* [Page text]
Supreme Court of the State of New York, Suffolk County
Feb 9, 2011
2011 N.Y. Slip Op. 30494 (N.Y. Sup. Ct. 2011)

Opinion

06-22727.

February 9, 2011.

JOEL J. ZIEGLER, P.C., Attorney for Plaintiff, Smithtown, New York.

CALLAN, KOSTER, BRADY BRENNAN, LLP, Attorneys for Defendants, New York, New York.


Upon the following papers numbered 1 to 32 read on this motion and cross motion for summary judgment; Notice of Motion/ Order to Show Cause and supporting papers 1-12; Notice of Cross-Motion and supporting papers13-27; Answering Affidavits and supporting papers 28-30; Replying Affidavits and supporting papers 31-32; Other__; (and after hearing counsel in support and opposed to the motion) it is,

ORDERED that this motion by the plaintiff for an order pursuant to CPLR § 3212 granting partial summary judgment in her favor is denied; and it is further

ORDERED that this cross-motion by the defendants for an order pursuant to CPLR § 3212 granting them summary judgment dismissing the complaint is determined herein.

The plaintiff commenced this action to recover damages for alleged legal malpractice by the defendants in failing to file a complaint and prosecute her action for a divorce. The plaintiff retained the defendant law firm and the defendant attorney, Gregory Rabinowitz Esq. (hereinafter Rabinowitz), on June 26, 2003 to represent her in an action for divorce from her husband, Vincent J. Grucci. The defendants commenced the divorce action by filing a summons with notice at the Suffolk County Clerk's Office on July 23, 2003. By order, dated December 30, 2005, (Blydenburgh, J.), the Court granted an unopposed motion by the plaintiff's husband to dismiss the action pursuant to CPLR § 3012 (b) for failure to serve a verified complaint despite due demand. The plaintiff subsequently commenced a new action for divorce in 2006 and obtained a judgment of divorce on March 18, 2009 pursuant to a stipulation of settlement, dated November 3, 2008.

In her complaint, the plaintiff alleges a first cause of action for legal malpractice for failure to prosecute; a second cause of action for legal malpractice for failure to obtain a permanent order of protection; and a third cause of action for breach of contract. In addition, the plaintiff alleges a fourth cause of action for treble damages pursuant to Judiciary Law § 487 for delay in turning her file over to her new attorney, removing documents from her file, willfully delaying recommencement of her suit, and deceitfully advising her that her grounds for divorce were not strong enough. The plaintiff also alleges a fifth cause of action for loss of use of unpaid support and maintenance due to the defendants' delay in releasing them from escrow; and a sixth cause of action for excessively billing the plaintiff. In their answer, the defendants admit that the defendant law firm accepted the plaintiff's retainer and agreed to represent her and they assert affirmative defenses including that the plaintiff authorized the decision not to file a complaint. The Court's computer records indicate that the note of issue in this action was filed on June 29, 2010.

* [Problem to work on]
In the court opinion above:
(a) On what date did the plaintiff retain the defendants to represent her in the divorce?
(b) Under what statute does the fourth cause of action seek treble damages?
(c) According to the Court's computer records, when was the note of issue filed?

* [Data supplied]

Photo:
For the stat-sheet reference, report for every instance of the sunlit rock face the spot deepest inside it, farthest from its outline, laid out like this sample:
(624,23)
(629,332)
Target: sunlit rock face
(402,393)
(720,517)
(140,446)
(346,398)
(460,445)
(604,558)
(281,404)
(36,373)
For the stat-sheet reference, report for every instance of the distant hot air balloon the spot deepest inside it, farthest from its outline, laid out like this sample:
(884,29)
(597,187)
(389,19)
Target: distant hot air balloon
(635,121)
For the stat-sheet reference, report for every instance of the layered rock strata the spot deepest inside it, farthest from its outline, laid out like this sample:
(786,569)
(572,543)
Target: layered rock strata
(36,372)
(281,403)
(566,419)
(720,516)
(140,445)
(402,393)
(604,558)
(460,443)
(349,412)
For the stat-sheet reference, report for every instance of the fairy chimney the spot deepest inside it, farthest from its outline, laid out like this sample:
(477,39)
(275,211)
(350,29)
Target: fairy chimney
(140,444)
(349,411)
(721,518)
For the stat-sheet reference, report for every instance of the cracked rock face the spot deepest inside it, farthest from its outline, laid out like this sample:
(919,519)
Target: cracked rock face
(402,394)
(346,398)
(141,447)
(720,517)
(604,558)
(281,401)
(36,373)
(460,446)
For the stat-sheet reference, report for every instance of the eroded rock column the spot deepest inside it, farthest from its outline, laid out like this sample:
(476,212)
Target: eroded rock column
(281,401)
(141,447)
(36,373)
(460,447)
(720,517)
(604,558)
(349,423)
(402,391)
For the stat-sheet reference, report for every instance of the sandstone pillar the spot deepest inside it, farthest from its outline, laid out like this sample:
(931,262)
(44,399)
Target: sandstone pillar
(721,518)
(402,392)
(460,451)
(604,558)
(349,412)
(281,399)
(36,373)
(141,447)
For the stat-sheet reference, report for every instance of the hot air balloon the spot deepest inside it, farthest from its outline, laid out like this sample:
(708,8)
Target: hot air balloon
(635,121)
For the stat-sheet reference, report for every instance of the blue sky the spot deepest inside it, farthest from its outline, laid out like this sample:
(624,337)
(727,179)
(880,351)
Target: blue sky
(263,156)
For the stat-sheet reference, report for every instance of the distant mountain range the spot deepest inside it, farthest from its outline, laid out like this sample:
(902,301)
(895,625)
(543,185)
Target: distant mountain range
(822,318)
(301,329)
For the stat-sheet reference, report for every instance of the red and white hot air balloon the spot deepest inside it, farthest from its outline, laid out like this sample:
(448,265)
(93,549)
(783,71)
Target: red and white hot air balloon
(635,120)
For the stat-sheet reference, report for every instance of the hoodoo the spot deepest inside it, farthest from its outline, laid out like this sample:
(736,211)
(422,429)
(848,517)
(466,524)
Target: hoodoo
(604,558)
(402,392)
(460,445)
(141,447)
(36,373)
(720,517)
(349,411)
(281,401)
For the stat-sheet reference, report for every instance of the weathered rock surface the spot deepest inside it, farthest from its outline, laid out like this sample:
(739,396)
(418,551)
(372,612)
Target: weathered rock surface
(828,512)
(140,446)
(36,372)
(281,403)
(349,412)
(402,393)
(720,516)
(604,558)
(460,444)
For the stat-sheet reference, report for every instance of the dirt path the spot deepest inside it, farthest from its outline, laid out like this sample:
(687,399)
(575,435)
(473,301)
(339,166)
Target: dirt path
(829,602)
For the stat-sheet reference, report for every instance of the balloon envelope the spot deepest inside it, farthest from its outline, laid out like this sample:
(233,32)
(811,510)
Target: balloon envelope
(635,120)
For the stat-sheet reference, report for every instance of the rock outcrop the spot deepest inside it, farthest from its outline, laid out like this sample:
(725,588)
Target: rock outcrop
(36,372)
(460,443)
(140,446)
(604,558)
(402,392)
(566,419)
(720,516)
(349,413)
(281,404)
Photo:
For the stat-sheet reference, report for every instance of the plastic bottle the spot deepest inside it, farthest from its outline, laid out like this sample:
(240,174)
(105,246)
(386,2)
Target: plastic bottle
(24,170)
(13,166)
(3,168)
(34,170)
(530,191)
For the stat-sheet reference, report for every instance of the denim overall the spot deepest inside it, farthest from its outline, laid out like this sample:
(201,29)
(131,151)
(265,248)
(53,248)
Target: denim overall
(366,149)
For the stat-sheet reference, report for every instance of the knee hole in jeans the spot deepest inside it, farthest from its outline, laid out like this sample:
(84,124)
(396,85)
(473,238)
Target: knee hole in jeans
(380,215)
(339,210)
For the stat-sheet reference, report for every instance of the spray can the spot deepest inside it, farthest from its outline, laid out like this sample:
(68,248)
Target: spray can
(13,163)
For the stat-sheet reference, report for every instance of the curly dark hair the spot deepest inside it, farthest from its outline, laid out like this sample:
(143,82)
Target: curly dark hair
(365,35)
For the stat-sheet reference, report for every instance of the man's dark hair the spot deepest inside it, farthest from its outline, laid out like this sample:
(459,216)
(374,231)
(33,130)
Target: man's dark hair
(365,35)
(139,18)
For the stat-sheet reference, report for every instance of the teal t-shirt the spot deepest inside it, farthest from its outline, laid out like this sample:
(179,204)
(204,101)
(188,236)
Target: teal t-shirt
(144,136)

* [Solution to the problem]
(a) June 26, 2003
(b) Judiciary Law § 487
(c) June 29, 2010